• Written instruction
Locate each line in the records below that contains the word "coat". Copy every such line in full.

++++ Stored data

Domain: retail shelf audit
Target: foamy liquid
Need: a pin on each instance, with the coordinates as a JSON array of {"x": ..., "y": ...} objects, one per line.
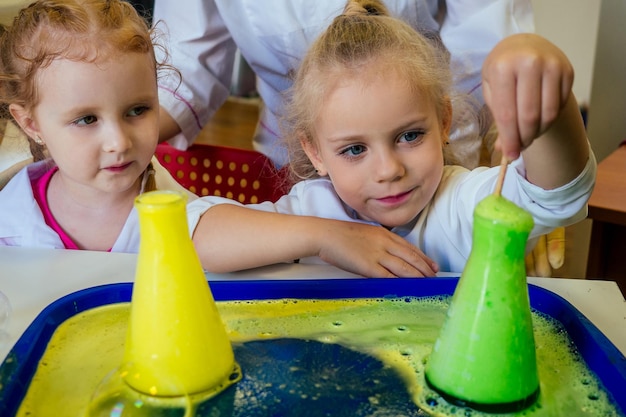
[{"x": 398, "y": 331}]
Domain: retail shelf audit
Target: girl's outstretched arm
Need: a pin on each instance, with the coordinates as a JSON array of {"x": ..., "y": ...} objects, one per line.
[
  {"x": 527, "y": 84},
  {"x": 230, "y": 238}
]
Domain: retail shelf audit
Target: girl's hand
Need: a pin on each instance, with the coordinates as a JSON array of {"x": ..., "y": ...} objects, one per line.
[
  {"x": 374, "y": 251},
  {"x": 526, "y": 83}
]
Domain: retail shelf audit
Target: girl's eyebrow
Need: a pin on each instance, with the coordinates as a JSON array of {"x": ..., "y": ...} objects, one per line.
[{"x": 348, "y": 138}]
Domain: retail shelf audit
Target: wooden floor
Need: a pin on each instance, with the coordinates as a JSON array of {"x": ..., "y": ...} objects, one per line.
[{"x": 233, "y": 124}]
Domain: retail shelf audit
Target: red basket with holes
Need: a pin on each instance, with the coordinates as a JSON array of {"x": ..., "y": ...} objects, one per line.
[{"x": 239, "y": 174}]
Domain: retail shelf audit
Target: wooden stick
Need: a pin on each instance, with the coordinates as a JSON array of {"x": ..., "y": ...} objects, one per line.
[{"x": 503, "y": 164}]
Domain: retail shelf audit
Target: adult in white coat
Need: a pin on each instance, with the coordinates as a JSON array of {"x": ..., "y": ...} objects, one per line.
[{"x": 204, "y": 36}]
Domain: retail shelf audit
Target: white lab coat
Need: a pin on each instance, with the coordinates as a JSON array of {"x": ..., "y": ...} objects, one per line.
[{"x": 273, "y": 36}]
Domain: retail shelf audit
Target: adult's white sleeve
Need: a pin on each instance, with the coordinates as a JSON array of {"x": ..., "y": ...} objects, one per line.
[{"x": 201, "y": 48}]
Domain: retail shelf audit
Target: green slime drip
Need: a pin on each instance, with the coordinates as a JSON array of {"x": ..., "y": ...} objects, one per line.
[{"x": 398, "y": 331}]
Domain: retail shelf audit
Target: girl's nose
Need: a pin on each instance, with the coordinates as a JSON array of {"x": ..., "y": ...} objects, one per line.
[{"x": 389, "y": 167}]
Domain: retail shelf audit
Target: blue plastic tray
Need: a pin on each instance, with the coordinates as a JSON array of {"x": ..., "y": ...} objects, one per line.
[{"x": 601, "y": 355}]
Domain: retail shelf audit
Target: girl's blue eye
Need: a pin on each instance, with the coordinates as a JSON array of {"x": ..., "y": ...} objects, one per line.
[
  {"x": 354, "y": 150},
  {"x": 137, "y": 111},
  {"x": 86, "y": 120},
  {"x": 411, "y": 136}
]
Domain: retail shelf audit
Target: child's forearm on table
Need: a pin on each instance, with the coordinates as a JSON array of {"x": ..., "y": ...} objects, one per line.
[{"x": 230, "y": 238}]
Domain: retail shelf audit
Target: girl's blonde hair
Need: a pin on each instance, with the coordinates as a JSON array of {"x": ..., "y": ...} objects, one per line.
[
  {"x": 364, "y": 39},
  {"x": 81, "y": 30}
]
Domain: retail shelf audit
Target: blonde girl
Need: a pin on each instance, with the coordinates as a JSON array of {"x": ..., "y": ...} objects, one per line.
[{"x": 369, "y": 117}]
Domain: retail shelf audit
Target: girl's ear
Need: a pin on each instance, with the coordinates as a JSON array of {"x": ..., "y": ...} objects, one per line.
[
  {"x": 313, "y": 153},
  {"x": 446, "y": 119},
  {"x": 24, "y": 118}
]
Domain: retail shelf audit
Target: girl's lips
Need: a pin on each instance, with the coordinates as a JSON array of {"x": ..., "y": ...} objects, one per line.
[
  {"x": 395, "y": 199},
  {"x": 118, "y": 168}
]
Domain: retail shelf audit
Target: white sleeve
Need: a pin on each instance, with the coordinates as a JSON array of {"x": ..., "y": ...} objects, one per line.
[
  {"x": 201, "y": 48},
  {"x": 473, "y": 27}
]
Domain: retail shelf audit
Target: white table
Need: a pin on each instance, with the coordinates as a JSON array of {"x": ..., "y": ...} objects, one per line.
[{"x": 34, "y": 278}]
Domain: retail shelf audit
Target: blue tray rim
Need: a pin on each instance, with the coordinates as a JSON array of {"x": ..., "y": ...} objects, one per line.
[{"x": 600, "y": 354}]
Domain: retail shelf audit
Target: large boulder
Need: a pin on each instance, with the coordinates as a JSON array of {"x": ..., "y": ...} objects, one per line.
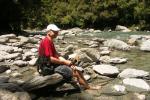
[
  {"x": 138, "y": 83},
  {"x": 107, "y": 70},
  {"x": 117, "y": 44},
  {"x": 145, "y": 46},
  {"x": 130, "y": 72},
  {"x": 122, "y": 28}
]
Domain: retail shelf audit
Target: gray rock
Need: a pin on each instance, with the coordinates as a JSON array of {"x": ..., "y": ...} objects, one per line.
[
  {"x": 12, "y": 56},
  {"x": 133, "y": 73},
  {"x": 33, "y": 61},
  {"x": 117, "y": 44},
  {"x": 8, "y": 95},
  {"x": 20, "y": 63},
  {"x": 6, "y": 48},
  {"x": 106, "y": 69},
  {"x": 139, "y": 83},
  {"x": 145, "y": 46},
  {"x": 118, "y": 60},
  {"x": 3, "y": 40},
  {"x": 122, "y": 28},
  {"x": 8, "y": 36},
  {"x": 42, "y": 81}
]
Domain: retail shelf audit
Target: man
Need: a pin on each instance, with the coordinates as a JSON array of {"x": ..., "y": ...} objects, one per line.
[{"x": 61, "y": 65}]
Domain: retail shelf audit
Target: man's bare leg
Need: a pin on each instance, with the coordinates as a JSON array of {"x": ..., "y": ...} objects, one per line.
[{"x": 83, "y": 82}]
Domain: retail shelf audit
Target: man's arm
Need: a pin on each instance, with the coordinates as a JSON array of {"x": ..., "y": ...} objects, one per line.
[{"x": 61, "y": 60}]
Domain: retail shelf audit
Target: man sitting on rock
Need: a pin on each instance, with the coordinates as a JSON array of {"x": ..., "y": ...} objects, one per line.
[{"x": 58, "y": 64}]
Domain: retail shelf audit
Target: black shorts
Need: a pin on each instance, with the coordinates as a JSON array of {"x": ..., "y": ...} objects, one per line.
[{"x": 65, "y": 71}]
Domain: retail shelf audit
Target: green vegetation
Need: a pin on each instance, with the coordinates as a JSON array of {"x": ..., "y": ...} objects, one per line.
[{"x": 31, "y": 14}]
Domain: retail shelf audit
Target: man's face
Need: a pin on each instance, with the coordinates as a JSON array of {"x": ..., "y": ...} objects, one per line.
[{"x": 54, "y": 34}]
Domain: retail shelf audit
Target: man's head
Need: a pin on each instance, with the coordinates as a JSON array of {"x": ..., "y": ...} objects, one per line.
[{"x": 52, "y": 30}]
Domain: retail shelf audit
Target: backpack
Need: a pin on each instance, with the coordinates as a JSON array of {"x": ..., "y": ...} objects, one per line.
[{"x": 44, "y": 67}]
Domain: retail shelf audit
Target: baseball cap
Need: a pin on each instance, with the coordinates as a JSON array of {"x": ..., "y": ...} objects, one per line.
[{"x": 52, "y": 27}]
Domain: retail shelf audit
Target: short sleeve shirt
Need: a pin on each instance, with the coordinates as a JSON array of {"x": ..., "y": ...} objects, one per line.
[{"x": 47, "y": 48}]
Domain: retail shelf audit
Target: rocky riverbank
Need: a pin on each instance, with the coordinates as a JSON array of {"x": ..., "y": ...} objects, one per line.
[{"x": 19, "y": 77}]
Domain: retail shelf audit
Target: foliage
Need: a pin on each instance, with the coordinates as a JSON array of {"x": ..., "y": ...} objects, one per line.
[{"x": 31, "y": 14}]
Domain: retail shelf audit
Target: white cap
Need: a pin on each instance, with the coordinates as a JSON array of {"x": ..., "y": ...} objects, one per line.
[{"x": 52, "y": 27}]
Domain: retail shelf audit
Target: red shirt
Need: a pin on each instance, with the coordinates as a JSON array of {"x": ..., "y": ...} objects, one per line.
[{"x": 47, "y": 48}]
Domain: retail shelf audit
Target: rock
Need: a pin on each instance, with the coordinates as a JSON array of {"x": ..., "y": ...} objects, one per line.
[
  {"x": 117, "y": 44},
  {"x": 114, "y": 90},
  {"x": 140, "y": 96},
  {"x": 119, "y": 88},
  {"x": 8, "y": 95},
  {"x": 87, "y": 77},
  {"x": 139, "y": 83},
  {"x": 4, "y": 79},
  {"x": 11, "y": 87},
  {"x": 132, "y": 41},
  {"x": 20, "y": 63},
  {"x": 16, "y": 74},
  {"x": 23, "y": 39},
  {"x": 122, "y": 28},
  {"x": 41, "y": 81},
  {"x": 145, "y": 46},
  {"x": 8, "y": 71},
  {"x": 133, "y": 73},
  {"x": 3, "y": 40},
  {"x": 90, "y": 53},
  {"x": 117, "y": 60},
  {"x": 105, "y": 59},
  {"x": 12, "y": 36},
  {"x": 3, "y": 68},
  {"x": 29, "y": 54},
  {"x": 12, "y": 56},
  {"x": 19, "y": 50},
  {"x": 6, "y": 48},
  {"x": 33, "y": 61},
  {"x": 34, "y": 50},
  {"x": 107, "y": 70},
  {"x": 106, "y": 52}
]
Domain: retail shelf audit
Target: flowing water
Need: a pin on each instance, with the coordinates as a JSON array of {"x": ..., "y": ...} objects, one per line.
[{"x": 136, "y": 59}]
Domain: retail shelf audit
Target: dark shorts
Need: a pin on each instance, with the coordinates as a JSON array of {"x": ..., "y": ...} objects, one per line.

++++++++

• The output
Target: adult in white coat
Target: white lab coat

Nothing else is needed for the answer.